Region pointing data
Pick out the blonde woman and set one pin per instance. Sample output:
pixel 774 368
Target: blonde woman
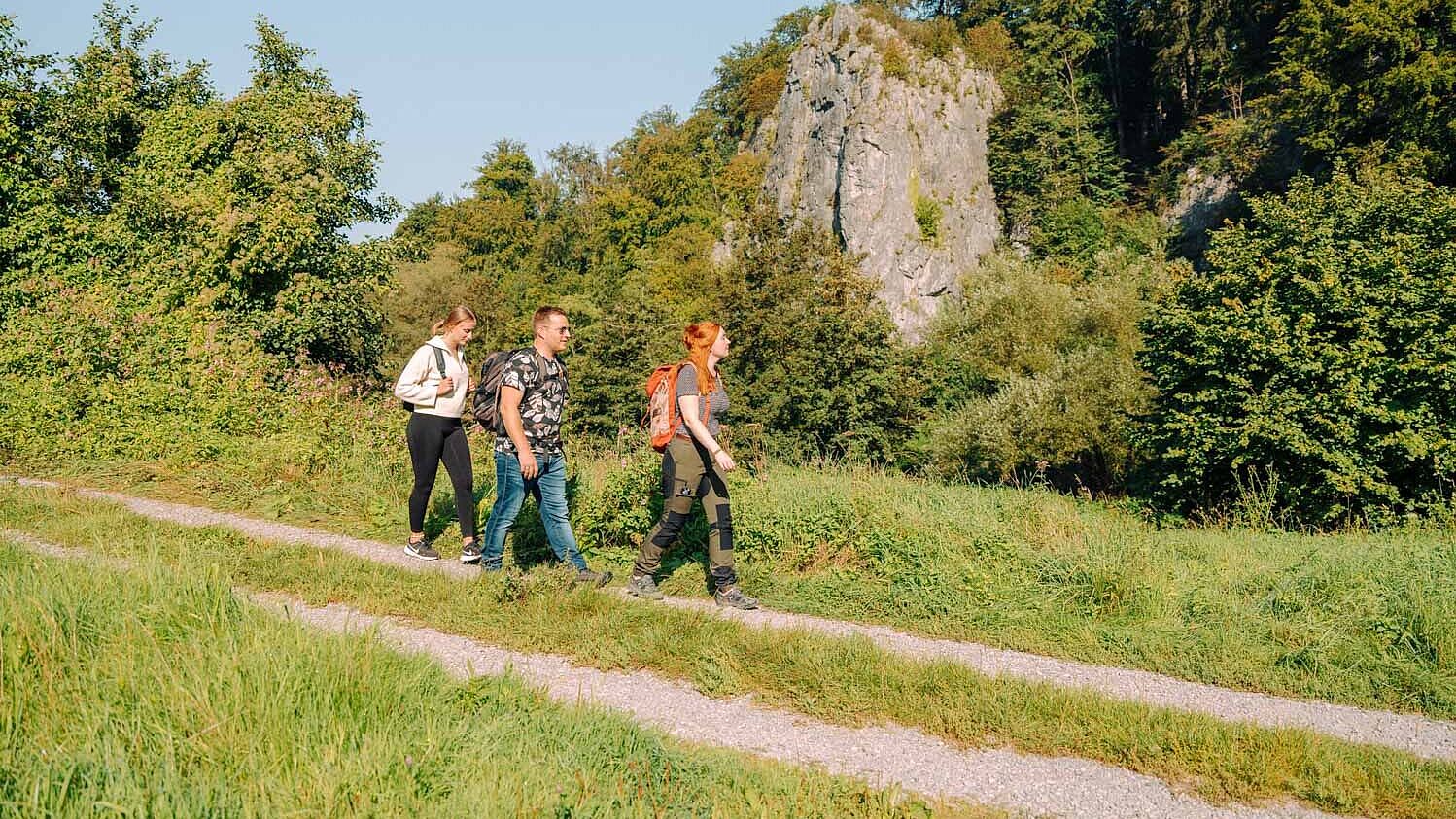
pixel 435 385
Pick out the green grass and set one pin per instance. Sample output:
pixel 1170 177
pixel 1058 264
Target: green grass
pixel 1359 619
pixel 847 681
pixel 157 693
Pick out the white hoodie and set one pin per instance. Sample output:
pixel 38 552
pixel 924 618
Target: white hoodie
pixel 421 379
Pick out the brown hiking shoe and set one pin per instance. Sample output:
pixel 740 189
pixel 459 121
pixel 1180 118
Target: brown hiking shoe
pixel 734 598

WORK REQUEST
Among the lines above, return those that contain the string "output".

SOLUTION BELOW
Pick out the blonde woman and set one pin per instance. Sample output:
Pick out the green grass and set one pin per instance. Sample output:
Pick out the white hoodie and set one pin per instance. Sample output:
Pick out the brown hiking shoe and set one pin per instance. Sample output:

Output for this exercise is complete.